(PROBLEM TO SOLVE): Exact reproduction is required for all entries.

Content starts

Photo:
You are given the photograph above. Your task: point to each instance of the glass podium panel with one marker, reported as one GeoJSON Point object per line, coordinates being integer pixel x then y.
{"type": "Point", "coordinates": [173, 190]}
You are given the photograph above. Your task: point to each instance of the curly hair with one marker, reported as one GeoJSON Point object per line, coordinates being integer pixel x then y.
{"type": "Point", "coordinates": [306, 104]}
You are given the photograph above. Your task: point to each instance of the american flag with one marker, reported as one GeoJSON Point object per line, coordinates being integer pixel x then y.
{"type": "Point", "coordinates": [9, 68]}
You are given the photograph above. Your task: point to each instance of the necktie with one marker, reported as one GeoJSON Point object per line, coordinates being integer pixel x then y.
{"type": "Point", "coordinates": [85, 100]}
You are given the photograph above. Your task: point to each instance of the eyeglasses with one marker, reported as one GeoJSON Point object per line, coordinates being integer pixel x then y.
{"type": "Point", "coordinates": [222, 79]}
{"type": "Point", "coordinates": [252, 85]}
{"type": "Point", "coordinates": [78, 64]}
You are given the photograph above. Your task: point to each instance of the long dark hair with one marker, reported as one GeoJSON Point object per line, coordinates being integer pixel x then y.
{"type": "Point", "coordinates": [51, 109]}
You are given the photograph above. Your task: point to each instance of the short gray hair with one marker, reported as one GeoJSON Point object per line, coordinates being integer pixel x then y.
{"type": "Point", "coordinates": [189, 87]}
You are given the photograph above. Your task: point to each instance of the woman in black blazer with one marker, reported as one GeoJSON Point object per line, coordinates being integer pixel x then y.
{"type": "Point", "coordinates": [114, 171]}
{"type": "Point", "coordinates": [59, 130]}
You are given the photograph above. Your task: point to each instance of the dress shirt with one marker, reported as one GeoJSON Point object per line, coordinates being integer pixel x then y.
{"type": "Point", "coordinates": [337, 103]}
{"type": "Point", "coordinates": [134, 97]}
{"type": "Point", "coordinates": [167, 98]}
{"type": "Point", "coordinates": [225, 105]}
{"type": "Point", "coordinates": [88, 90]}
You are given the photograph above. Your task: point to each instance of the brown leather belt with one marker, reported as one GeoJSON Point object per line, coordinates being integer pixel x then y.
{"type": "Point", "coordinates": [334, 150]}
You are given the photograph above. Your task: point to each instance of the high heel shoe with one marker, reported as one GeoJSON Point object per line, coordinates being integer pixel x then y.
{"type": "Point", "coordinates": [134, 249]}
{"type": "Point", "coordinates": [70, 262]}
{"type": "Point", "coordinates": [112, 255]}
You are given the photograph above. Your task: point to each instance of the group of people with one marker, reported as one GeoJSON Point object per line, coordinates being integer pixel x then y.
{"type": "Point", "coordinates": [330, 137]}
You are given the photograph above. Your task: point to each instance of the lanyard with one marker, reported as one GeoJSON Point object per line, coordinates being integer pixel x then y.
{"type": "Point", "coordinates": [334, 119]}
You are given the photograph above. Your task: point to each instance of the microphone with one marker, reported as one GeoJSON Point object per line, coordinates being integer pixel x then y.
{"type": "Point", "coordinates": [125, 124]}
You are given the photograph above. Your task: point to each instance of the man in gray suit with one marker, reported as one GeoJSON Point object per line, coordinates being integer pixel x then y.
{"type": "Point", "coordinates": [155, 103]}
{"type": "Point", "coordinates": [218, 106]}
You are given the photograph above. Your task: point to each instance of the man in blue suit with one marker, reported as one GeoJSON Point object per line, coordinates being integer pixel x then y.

Content ends

(YOUR RESPONSE):
Photo:
You are given the photograph above. Your task: point to each instance of the glass podium panel with one marker, reported as one GeoJSON Point object per line, coordinates being integer pixel x then y.
{"type": "Point", "coordinates": [173, 190]}
You are given the photograph above. Your task: point to each instance of the curly hair with one marker, reported as one GeoJSON Point object per line, coordinates being integer pixel x then y.
{"type": "Point", "coordinates": [306, 104]}
You are given the photograph above. Your task: point to each instance of the american flag with one marker, reported as one GeoJSON Point object per line, coordinates being integer pixel x then y.
{"type": "Point", "coordinates": [9, 68]}
You are given the photograph above. Your task: point to each instance of the necktie with one marker, reported as one GeoJSON Point object per line, coordinates being integer pixel x then y.
{"type": "Point", "coordinates": [85, 100]}
You are given the photograph above. Your task: point to each instance of the eyeglasses with one marker, reported as one GeoJSON Point object per line, coordinates being integer pixel x then y.
{"type": "Point", "coordinates": [222, 79]}
{"type": "Point", "coordinates": [252, 85]}
{"type": "Point", "coordinates": [78, 64]}
You are given the photograph above. Your task: point to each instance of the long dark hair with one marker, reported as one GeoJSON Point object per line, coordinates being integer pixel x then y.
{"type": "Point", "coordinates": [51, 109]}
You are given the photograph above. Your task: point to each instance of the short gray hair with one marker, reported as one GeoJSON Point object per line, coordinates being integer pixel x then y.
{"type": "Point", "coordinates": [189, 87]}
You are given the photograph above. Your task: point to each instance of the woman in black blazer with one marker, reported as one GeoJSON Point object per line, coordinates being integer pixel x then y.
{"type": "Point", "coordinates": [114, 171]}
{"type": "Point", "coordinates": [59, 130]}
You are given the photograph above. Your task: point to each instance of the dress shirt with one marker, reported as one GeoJSON Point object per line, coordinates being integer pixel x then y.
{"type": "Point", "coordinates": [337, 103]}
{"type": "Point", "coordinates": [134, 97]}
{"type": "Point", "coordinates": [167, 98]}
{"type": "Point", "coordinates": [225, 105]}
{"type": "Point", "coordinates": [88, 90]}
You are given the photograph above. Your task: point to each instance of the brown leather belt with one marker, reported as one GeoJSON Point object per line, coordinates being integer pixel x then y.
{"type": "Point", "coordinates": [334, 150]}
You are given the photograph above. Your task: point to each instance of the high heel shoe with one marker, reported as one GeoJSON Point object per line, coordinates being integer pixel x then y.
{"type": "Point", "coordinates": [134, 249]}
{"type": "Point", "coordinates": [70, 262]}
{"type": "Point", "coordinates": [112, 255]}
You are given the photograph above. Your task: point to each instance of the group of people with one marker, reported as one GeoJSON Point object per line, coordinates being integer pixel x then y.
{"type": "Point", "coordinates": [330, 137]}
You are given the photograph above. Your task: point to each instance of the lanyard with one marker, reported as one GeoJSON Point object per line, coordinates being integer pixel x then y.
{"type": "Point", "coordinates": [334, 119]}
You are given the photograph above. Your task: point to each instance of the microphone with one marker, reported as one GeoJSON Point object per line, coordinates being integer pixel x then y.
{"type": "Point", "coordinates": [125, 124]}
You are given the photograph above. Your task: point to each instance of the man in gray suit with one marker, reported as one GeoJSON Point object per line, coordinates being integer pixel x then y.
{"type": "Point", "coordinates": [155, 103]}
{"type": "Point", "coordinates": [218, 106]}
You are given the photograph above. Your task: point to each instance of the man in blue suit with one marker, reported as one GeoJSON Point object per line, coordinates being integer pixel x then y.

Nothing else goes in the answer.